The extra check paid off. At least 71 commercial buses failed inspections.
But instead of sending the buses back from where they came, crews immediately fixed the deficiencies — mostly windshield wiper, lights or air conditioning problems — on 41 of the buses and put them back on the road to Brownsville.
Not only is the Valley remote, it is one of the poorest regions in the state and many of its residents are without vehicles.
By Colley’s count, Cameron, Hidalgo and Willacy counties have 133,500 frail, disabled, elderly or car-less people who would not have been able to evacuate themselves. About 80,000 of those “special needs” residents live in colonias, poor, unincorporated subdivisions lining the border with little or no access to drinkable water or sewers.
Colonias, for the most part, are in the flood plain. If Dean had hit, evacuating this population, along with many of the more than 1 million in those three counties alone, would have been an arduous task.
Considering this, the idea that so many buses and rescue equipment, personnel and volunteers were sent and sent early, doesn’t seem like wasted time or expense, according to Colley and other experts.
“I will gladly pay this and have nothing happen than having to pay 10 times or 20 times more when the storm hit,” Cameron County Judge Carlos Cascos said. “It’s an investment that we’re going to have to incur.”
The glitches, fixes
Disaster drills paid off according to officials across the state.
As Dean loomed, Houston officials had several daily conference calls within the region and with Colley’s team from Friday through Sunday when it became apparent that Dean was headed farther south.
“It actually turned out to be a very good exercise,” Dennis Storemski, Houston’s Public Safety and Homeland Security director said of Dean. “What we learned is all the work that we’ve done since Rita, will work.”
Harris County Judge Ed Emmett reported more people registered with the state’s 2-1-1 system, which records residents who believe they will need help evacuating.
After Rita, about 6,000 Houston-area residents had their names put on the list. Post-Dean, there are now 19,000.
Most of the problems for coastal cities were minor. Things such as out-of-date e-mail addresses and phone numbers, said John Simsen, Galveston County emergency management coordinator. Some Galveston County workers had to navigate their way through new software without any training.

■ **USING THE INFORMATION**
1: Rewrite the paragraph of the article on Hurricane Dean preparations that begins "Most of the problems for coastal cities" as a short bulleted list, keeping its main facts.
2: Answer these questions using the article on Hurricane Dean preparations:
(a) At least how many commercial buses failed inspections?
(b) How many Houston-area residents are on the 2-1-1 list after Dean?
(c) What position does Dennis Storemski hold?
3: List every county named in the article on Hurricane Dean preparations.

■ **SUPPLIED RECORDS**
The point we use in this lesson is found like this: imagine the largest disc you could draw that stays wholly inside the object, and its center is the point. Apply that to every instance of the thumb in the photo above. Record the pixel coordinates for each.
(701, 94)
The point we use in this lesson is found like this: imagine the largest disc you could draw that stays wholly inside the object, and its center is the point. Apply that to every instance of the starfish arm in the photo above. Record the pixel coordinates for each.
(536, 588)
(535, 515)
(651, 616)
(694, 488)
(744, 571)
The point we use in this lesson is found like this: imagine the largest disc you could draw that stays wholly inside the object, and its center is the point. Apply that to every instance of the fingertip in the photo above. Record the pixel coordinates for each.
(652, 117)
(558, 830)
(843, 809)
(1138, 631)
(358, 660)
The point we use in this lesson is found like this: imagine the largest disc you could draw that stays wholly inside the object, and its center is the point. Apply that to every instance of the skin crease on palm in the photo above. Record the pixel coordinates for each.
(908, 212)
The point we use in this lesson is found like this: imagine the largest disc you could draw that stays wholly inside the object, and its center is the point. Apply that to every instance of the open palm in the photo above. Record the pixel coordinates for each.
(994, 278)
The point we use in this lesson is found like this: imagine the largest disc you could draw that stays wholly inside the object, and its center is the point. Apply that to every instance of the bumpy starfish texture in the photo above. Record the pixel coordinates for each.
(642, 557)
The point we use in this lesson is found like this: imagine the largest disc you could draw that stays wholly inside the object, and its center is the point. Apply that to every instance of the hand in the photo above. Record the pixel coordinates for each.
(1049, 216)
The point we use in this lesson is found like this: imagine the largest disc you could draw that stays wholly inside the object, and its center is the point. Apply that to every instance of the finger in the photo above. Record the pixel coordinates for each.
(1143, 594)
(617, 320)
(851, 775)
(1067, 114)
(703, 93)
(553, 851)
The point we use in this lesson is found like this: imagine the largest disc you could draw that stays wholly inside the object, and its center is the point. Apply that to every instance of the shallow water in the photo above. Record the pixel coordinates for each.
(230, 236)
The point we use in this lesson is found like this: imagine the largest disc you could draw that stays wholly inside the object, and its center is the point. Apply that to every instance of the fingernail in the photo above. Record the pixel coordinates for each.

■ **SET OF ANSWERS**
1:
- Coastal cities' problems were mostly minor.
- Among them were out-of-date e-mail addresses and phone numbers, according to John Simsen, Galveston County emergency management coordinator.
- Some Galveston County workers had to work through new software with no training.

2:
(a) At least 71.
(b) 19,000.
(c) He is Houston's Public Safety and Homeland Security director.

3: Cameron, Hidalgo, Willacy, Harris, Galveston